DATASET ROWS |
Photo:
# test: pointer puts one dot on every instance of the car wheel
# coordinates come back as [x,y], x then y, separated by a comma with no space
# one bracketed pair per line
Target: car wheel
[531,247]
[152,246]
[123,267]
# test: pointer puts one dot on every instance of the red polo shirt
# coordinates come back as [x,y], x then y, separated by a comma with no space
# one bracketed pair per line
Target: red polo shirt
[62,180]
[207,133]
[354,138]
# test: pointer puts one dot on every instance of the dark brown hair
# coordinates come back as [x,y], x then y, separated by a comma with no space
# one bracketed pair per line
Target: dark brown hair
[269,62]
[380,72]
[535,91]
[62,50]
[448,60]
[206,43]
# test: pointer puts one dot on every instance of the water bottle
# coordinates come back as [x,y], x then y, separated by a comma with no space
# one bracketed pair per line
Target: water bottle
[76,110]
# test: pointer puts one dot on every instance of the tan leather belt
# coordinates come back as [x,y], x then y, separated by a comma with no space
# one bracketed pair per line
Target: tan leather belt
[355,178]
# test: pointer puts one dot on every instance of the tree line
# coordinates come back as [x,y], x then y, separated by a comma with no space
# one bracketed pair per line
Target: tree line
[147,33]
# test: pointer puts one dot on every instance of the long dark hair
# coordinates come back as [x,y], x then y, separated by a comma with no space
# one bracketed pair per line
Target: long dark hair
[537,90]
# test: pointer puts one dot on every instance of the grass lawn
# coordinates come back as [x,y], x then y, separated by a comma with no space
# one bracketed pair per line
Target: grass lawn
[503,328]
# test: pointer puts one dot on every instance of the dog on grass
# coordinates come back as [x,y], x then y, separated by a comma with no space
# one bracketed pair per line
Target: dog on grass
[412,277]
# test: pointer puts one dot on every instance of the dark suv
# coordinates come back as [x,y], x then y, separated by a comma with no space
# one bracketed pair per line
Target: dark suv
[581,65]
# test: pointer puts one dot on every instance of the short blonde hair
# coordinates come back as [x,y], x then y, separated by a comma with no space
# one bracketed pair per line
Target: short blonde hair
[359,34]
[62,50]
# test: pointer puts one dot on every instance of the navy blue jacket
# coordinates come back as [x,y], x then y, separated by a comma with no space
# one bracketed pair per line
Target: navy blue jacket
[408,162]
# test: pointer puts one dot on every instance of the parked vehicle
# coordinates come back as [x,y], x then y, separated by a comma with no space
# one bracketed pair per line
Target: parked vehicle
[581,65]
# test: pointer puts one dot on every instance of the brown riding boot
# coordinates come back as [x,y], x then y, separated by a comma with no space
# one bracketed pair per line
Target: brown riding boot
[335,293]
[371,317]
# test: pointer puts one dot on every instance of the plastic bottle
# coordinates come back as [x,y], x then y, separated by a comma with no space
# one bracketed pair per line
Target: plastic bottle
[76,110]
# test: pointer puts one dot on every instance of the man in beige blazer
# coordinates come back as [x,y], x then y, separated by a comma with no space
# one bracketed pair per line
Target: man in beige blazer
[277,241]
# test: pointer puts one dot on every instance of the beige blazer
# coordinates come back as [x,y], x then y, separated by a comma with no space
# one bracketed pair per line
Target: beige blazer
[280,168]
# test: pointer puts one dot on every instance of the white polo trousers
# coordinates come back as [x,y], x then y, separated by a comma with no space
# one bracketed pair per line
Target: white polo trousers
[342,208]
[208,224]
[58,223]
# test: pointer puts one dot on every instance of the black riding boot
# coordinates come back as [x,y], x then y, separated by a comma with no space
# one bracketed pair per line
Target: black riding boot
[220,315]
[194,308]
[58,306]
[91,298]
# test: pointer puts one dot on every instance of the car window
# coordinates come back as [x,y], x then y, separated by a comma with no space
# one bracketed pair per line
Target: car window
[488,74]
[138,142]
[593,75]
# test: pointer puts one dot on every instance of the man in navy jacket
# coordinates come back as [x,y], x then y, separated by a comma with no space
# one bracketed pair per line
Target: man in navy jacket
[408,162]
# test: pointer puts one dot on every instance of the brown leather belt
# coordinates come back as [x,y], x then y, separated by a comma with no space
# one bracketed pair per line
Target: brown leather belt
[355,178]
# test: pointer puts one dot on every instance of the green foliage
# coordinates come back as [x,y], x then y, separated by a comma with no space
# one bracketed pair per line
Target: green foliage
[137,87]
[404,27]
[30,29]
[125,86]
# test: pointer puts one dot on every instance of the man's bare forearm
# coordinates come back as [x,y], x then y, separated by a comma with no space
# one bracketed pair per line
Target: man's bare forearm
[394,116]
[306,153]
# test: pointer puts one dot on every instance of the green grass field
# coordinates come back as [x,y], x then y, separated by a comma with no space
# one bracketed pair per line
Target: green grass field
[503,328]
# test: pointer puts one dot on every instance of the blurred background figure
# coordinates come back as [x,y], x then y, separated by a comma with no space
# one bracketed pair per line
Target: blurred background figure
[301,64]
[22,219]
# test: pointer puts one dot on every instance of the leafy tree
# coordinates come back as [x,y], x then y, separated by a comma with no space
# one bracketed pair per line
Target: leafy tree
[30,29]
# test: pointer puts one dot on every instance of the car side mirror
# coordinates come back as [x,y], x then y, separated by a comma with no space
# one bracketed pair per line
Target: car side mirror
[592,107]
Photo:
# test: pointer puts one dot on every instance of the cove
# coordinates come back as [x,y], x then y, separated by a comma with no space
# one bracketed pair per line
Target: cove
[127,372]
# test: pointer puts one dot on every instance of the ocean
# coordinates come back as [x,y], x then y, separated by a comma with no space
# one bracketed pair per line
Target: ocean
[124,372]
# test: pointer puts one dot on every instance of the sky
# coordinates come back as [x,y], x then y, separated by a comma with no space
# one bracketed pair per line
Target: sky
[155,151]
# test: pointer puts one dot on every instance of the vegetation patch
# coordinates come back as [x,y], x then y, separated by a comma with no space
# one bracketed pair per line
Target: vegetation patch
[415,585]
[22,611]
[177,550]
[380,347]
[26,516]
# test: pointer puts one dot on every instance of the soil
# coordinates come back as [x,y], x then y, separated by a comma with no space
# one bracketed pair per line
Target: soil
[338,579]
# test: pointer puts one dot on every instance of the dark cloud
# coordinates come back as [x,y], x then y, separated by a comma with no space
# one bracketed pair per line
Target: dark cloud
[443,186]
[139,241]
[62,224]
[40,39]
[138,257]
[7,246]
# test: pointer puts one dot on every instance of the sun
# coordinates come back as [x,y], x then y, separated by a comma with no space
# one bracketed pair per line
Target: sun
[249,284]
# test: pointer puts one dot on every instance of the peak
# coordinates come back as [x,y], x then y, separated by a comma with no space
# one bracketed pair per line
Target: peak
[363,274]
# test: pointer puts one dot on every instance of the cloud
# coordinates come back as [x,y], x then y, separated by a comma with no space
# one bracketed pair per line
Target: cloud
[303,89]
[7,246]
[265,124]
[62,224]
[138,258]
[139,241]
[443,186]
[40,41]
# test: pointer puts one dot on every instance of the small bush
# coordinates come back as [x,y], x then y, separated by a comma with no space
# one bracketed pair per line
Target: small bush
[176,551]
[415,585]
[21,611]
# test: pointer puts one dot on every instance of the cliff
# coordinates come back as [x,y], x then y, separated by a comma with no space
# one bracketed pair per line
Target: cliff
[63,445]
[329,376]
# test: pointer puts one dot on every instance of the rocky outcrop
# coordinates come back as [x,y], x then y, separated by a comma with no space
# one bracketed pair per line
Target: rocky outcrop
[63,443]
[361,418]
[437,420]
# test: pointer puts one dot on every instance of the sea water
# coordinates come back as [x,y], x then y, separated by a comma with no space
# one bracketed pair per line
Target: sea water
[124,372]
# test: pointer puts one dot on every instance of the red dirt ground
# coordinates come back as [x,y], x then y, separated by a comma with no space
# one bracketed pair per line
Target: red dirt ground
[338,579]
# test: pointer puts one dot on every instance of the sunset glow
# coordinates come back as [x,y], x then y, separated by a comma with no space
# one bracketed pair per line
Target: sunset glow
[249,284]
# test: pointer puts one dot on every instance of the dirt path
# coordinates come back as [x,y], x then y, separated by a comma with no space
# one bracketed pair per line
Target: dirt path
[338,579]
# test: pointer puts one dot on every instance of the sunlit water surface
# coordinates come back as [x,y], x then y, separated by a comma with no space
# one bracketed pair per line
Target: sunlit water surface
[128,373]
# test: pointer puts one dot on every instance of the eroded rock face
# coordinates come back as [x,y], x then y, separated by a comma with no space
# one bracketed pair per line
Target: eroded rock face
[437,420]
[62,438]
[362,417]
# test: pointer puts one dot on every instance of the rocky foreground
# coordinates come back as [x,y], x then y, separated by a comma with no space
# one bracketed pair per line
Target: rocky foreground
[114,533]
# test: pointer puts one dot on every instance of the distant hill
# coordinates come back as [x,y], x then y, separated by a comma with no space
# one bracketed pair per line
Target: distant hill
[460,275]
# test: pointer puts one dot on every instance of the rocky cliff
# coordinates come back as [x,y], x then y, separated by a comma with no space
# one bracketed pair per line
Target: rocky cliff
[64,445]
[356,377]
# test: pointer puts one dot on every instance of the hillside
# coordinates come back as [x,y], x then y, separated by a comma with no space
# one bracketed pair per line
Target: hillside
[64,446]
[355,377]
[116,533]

STATED PROBLEM | From the line with "the distant hill" to the last line of the material, give every line again exactly, and only those lines.

RIGHT ANSWER |
# test: pointer puts one dot on every instance of the distant hill
# coordinates come back as [x,y], x then y, separated by a comma with no space
# one bracketed pair per line
Target: distant hill
[460,275]
# test: pointer puts one dot on every instance of the rocky cliff
# coordinates come back as [x,y], x then y, separated by a comma with no space
# one bracketed pair per line
Target: rocky cliff
[64,445]
[356,377]
# test: pointer puts one dot on every instance of the hillside
# coordinates come back as [x,y], x then y, separated by a comma with no space
# one bracketed pair per line
Target: hillside
[64,446]
[355,377]
[116,533]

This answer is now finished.